## Data lines
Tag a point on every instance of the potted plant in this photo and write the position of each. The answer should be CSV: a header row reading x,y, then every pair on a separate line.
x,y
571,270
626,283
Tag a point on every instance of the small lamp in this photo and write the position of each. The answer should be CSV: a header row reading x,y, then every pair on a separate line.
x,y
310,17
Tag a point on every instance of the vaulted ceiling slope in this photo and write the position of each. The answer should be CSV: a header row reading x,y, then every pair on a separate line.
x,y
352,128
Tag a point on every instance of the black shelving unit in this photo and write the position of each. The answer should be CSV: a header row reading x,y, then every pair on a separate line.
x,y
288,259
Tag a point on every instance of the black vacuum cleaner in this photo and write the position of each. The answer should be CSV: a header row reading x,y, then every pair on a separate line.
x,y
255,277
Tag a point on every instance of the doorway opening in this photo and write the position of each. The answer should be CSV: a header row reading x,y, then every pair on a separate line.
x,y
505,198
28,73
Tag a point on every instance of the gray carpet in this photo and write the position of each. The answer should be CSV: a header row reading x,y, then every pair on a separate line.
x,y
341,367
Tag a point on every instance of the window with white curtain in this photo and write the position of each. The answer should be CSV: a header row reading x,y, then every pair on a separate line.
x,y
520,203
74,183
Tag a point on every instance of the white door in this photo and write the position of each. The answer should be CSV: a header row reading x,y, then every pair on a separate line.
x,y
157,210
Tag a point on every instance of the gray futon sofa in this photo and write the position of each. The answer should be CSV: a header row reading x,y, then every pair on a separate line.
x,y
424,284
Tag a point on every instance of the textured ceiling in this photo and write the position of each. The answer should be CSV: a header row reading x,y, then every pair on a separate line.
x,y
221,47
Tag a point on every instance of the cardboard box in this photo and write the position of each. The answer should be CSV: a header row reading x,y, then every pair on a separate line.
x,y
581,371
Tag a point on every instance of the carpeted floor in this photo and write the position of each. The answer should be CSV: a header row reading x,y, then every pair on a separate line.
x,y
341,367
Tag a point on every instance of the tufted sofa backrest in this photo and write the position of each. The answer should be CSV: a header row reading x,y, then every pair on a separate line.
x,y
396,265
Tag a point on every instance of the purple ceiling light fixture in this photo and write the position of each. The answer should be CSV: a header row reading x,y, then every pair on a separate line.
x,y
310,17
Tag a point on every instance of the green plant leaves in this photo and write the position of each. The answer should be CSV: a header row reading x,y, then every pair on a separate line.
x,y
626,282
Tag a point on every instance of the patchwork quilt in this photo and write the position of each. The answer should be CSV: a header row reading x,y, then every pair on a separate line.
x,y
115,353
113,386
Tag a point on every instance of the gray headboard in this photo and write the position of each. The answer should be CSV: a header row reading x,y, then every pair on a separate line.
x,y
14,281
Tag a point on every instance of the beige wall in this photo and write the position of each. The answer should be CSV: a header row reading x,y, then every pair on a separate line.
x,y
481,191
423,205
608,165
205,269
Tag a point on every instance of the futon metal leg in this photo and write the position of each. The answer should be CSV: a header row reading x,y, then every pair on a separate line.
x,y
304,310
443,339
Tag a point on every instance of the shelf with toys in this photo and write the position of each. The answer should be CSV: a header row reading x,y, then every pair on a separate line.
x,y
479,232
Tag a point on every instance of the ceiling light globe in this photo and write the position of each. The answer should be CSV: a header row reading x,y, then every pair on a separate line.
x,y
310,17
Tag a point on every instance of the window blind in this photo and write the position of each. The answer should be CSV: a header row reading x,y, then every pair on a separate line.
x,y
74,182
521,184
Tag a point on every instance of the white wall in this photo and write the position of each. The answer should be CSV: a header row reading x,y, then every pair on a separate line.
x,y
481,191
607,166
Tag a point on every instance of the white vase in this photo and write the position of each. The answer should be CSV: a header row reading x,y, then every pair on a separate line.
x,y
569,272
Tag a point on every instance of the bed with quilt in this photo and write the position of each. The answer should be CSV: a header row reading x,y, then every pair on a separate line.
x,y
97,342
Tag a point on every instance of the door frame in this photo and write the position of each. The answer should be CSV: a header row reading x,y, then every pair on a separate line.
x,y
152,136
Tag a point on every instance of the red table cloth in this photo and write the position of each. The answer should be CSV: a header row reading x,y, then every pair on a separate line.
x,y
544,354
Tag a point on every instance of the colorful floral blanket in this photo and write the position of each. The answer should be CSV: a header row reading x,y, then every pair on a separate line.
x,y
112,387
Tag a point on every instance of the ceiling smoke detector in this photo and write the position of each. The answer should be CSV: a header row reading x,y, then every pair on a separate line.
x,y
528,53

## Stated goal
Write out all of the records above again, line for line, without changing a single character.

## The response
Tag a point on every instance of the potted plant in this photo and write the position of each. The answer should be CSV: a header row reading x,y, then every pair on a separate line.
x,y
571,270
626,283
Tag a point on every instance of the small lamp in this photo and write the position of each. The answer should be CSV: a header row reading x,y, then every pair on a separate line.
x,y
310,17
Tag a point on every instance of the vaulted ceiling slope in this photo and write the position of each. The answer should be CSV: a header row reading x,y, then every pair on a separate line.
x,y
352,128
Tag a point on every instance of the black shelving unit in this photo and write the position of each. The answer should be CSV: a header row reading x,y, then every pair on a separate line.
x,y
288,259
Tag a point on every instance of the black vacuum cleaner in this photo and write the position of each. The answer should be CSV: a header row reading x,y, then every pair on a separate line.
x,y
255,277
Tag a point on every instance of the doorway opening in this photo and write the position of each. The answer should be CSV: a header row reading x,y, then every pair on a separate line.
x,y
505,198
28,73
Tag a point on every instance of the gray carpet in this photo and write the position of each. The answer should be CSV: a header row reading x,y, then every pair on a separate line.
x,y
341,367
Tag a point on every instance of the window with white curtain in this photo and write the position of each. The answer should be CSV: a header row reading x,y, then every pair on a separate line.
x,y
520,203
74,183
Tag a point on every instance of the white door in this photo and write the position of each. The answer should be CSV: a header row reading x,y, then every pair on a separate line.
x,y
157,210
Tag a point on every instance of the gray futon sofa in this photo and write the position of each. The answer should be CSV: a header row reading x,y, then every pair on a separate line.
x,y
424,284
Tag a point on every instance of the textured ceiling in this photo and write the position of each. The answer should be CSV: a header row reading x,y, then every pair on a separate line.
x,y
221,47
Tag a point on every instance of the cardboard box in this photo and write the position of each. The answer should be CSV: a header row reading x,y, then every pair on a separate line.
x,y
581,371
Tag a point on every instance of the carpeted floor in this photo and write the position of each. The answer should be CSV: a header row reading x,y, then every pair on a separate line.
x,y
341,367
Tag a point on every instance of the tufted sofa backrest in this photo and write the position of each. The answer should be CSV: a header row reading x,y, then every pair on a separate line.
x,y
396,265
Tag a point on every instance of the purple ceiling light fixture in this photo and write the position of each. The answer should be CSV: a header row reading x,y, then every pair on a separate line.
x,y
310,17
Tag a point on every instance of the green plant leaves in this photo and write the position of each. The answer should be CSV: a header row reading x,y, then every pair on a separate line.
x,y
626,282
Tag a point on every instance of the patchwork quilt in this photo and write the position of each. The answer should be CSV: a header row reading x,y, then every pair on a separate line.
x,y
115,353
113,386
Tag a point on every instance of the gray headboard in this photo and write the position of each. The answer should be CSV: a header row reading x,y, then every pair on a separate line.
x,y
14,281
Tag a point on every instance of the beige wall in this photo and write the position of each. The answer should be CSV: a header row reading x,y, then every pair on a separate line.
x,y
481,191
423,205
608,165
205,269
Tag a point on every instance of the futon metal leg in this photo and write the position of each. The answer should be CSV: a header row reading x,y, then every pair on a separate line.
x,y
304,310
443,339
Tag a point on every instance of the shelf with toys in this photo and write the position of each. The answer should be CSV: a header row reading x,y, then every pair on a separate line.
x,y
479,232
Tag a point on every instance of the ceiling light globe in this photo and write the position of each. The answer should be CSV: a header row reading x,y, then every pair on a separate line.
x,y
310,17
Tag a point on every instance of the window blind in this photo and write the position of each. The answer should be CSV: a header row reading x,y, then every pair on a separate line.
x,y
74,182
521,184
Tag a point on every instance of the white wall in this photo and write the position of each. The answer should be CSV: a header row reading x,y, then every pair on a separate line.
x,y
481,191
607,166
Tag a point on every instance of the white vase in this photo and write the position of each. The answer should be CSV: a header row reading x,y, then every pair on a separate line.
x,y
569,272
Tag a point on every instance of the bed with quilt in this photo and write the position of each. The answer should be CSV: a header row reading x,y, then every pair on a separate line.
x,y
97,342
Tag a point on every instance of the door frame in this photo and write the position of each. The answer should be CSV: a header row reading x,y, then every pair on a separate line.
x,y
152,136
Tag a point on every instance of the red table cloth in this photo and write the position of each. The answer should be CSV: a header row reading x,y, then every pair on a separate line.
x,y
544,354
Tag a point on every instance of the colorful floral blanket in this photo and write the position of each. The answer should be CSV: a header row reading x,y, then every pair on a separate line.
x,y
112,387
Tag a point on every instance of the ceiling smoke detector in this photo and write the position of each. The answer should be CSV: a header row reading x,y, then every pair on a separate line.
x,y
528,53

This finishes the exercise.